> Problem 1: Gather every line of the rows that contains the string "surface". Treat case as significant.

> Passage shown:
===
Here Comes the Bride: The Church as the Bride of Christ

Many of us (I suspect this is especially true of men) have trouble connecting with the image of the church as a bride. But this is, perhaps, the richest of all biblical metaphors of the church. It is full of hope and pulsing with joy.

Viewing Time: Approximately 27 minutes

I did not grow up dreaming about my wedding day; most boys don’t. I, and I suspect many Christian men, have trouble connecting with the biblical image of the church as the Bride of Christ. We might resonate with the image of the church as an army, but we don’t know what to do with the church as a bride.

Yet that is an important and glorious biblical image of the church. God willing (and he is willing), even the macho men in our church family will be longing for the marriage of the Lamb by the time we leave here today. It epitomizes our Christian hope.

If the number of times an image is used is a gauge of its importance, then the images of wedding and wedding feast are exceptionally important. They are used repeatedly in the Old Testament. Ezekiel 16, which we heard read for us earlier, is one example. Nearly the entire book of Hosea is an example. There are many other passages as well: Isaiah 54:5; Joel 1:8; Jeremiah 3; Isaiah 62:4-5; Jeremiah 31:31-33, and many more.

In the New Testament, we find the same image only now the church is the Bride and the bridegroom is the Messiah. There is 2 Corinthians 11:2, where Paul represents himself as the Father of the Bride who has betrothed his daughter (the Church of Corinth) to Christ: “I am jealous for you with a godly jealousy. I promised you to one husband, to Christ, so that I might present you as a pure virgin to him.”

Jesus used the image of marriage numerous times. In Mark 2, he pictures himself as the bridegroom. In Matthew 22, he pictures God as the Father of the groom on the day of the wedding feast. The scene is again a wedding day in Matthew 25, when the friends of the bride all fall asleep while waiting for the arrival of the groom.

At the very end of the Bible, “the Spirit and the Bride” (the Bride!) “say, “Come!” To whom are they speaking? The Bridegroom. That will make more sense when we understand ancient Jewish marriage rituals. They were different in many respects from our contemporary American rituals.

A marriage in ancient Israel began with a betrothal. Often, the fathers of the couple would arrange the wedding, sometimes years before the bride was of marriageable age. The father of the groom would pay a bride price (called a mohar) to the father of the bride. A ketubah, a marriage contract or covenant, would be signed by both parties and by witnesses. After that, if one of the parties changed their mind about getting married, they would need to get a divorce.

(This, by the way, is why in Matthew 2 Mary is called Joseph’s wife even before their wedding, and why he thought about divorcing her before they had lived together.)
===
> Data excerpts:
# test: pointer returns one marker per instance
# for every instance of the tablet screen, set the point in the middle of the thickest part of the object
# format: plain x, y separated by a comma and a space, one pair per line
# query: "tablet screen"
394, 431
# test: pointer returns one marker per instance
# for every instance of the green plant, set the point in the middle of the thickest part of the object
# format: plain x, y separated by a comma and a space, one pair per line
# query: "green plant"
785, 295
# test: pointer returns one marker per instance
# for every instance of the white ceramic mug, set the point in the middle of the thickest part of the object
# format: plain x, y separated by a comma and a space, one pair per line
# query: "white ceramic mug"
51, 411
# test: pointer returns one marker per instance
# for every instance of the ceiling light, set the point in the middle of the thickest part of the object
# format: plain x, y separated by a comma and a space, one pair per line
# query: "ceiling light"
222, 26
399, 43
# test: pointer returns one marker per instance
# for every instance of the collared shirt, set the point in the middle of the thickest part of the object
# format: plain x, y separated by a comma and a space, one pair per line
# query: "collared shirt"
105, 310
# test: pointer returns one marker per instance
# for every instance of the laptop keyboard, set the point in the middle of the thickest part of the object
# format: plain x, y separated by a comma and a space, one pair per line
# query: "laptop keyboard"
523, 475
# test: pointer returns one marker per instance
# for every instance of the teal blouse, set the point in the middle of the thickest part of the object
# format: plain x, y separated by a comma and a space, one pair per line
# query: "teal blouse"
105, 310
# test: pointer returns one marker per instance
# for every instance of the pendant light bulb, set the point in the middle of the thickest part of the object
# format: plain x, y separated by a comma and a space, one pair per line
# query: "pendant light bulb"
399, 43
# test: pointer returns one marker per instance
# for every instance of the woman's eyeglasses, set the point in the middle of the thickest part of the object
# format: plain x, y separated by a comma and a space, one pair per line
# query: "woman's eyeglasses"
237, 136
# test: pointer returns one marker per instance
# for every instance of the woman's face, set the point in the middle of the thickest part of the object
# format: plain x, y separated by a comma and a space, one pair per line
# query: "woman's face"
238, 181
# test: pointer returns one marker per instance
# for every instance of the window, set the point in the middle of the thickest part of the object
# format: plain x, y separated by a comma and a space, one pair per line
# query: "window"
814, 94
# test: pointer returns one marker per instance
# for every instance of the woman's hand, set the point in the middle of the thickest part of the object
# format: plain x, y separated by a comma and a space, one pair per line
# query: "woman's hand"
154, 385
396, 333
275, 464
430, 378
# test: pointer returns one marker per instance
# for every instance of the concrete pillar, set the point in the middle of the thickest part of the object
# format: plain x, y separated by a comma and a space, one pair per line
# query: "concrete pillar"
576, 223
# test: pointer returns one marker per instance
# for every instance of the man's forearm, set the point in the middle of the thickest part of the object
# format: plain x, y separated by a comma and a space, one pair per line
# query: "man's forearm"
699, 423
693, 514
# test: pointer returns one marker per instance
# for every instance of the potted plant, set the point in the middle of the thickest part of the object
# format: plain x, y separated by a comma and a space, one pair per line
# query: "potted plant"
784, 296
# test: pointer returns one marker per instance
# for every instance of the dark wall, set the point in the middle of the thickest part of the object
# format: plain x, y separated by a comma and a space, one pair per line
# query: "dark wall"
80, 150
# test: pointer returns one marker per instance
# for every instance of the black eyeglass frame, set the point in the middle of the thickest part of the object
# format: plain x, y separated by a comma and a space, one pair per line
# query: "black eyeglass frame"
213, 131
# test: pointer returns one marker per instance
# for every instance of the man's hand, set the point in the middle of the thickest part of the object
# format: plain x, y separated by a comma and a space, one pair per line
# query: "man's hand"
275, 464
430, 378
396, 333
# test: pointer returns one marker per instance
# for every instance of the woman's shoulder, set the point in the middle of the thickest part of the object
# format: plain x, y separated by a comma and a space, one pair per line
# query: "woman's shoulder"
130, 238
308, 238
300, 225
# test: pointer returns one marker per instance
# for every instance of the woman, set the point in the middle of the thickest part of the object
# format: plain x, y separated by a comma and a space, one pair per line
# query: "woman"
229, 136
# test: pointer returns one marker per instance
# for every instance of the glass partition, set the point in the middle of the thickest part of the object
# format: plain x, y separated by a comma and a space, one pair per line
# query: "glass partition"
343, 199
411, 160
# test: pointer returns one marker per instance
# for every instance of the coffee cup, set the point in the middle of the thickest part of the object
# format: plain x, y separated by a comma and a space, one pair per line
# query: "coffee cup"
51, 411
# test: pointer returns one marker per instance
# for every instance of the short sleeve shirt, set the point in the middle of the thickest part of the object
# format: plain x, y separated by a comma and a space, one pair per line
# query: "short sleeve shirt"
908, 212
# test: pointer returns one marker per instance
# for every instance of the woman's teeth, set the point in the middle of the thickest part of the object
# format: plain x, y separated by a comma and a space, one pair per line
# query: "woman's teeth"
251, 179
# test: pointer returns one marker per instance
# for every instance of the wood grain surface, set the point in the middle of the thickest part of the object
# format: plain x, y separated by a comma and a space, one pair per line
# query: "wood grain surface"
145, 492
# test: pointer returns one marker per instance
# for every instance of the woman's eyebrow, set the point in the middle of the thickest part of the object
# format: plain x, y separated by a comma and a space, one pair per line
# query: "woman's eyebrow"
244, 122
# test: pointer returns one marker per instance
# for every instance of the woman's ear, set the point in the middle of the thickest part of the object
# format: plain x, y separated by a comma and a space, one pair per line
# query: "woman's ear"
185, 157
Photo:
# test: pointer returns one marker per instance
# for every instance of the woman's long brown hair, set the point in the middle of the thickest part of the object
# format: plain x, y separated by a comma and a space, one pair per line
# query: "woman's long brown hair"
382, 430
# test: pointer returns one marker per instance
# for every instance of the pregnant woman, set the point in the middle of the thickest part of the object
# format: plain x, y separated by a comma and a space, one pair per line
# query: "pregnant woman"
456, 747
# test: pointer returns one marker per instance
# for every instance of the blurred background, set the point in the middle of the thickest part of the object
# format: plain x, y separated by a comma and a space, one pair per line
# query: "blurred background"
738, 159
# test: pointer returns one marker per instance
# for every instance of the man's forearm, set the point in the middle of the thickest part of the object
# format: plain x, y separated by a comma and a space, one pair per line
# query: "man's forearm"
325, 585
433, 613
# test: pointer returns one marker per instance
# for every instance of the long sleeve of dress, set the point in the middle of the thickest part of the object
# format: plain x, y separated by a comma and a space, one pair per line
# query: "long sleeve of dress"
===
> Problem 2: According to the sermon on the church as the Bride of Christ, what was the bride price called that the groom's father paid in ancient Israel?

> Task answer 1:
# for every instance of the wood grain surface, set the point in the middle of the thickest part of the object
# query: "wood grain surface"

> Task answer 2: A mohar.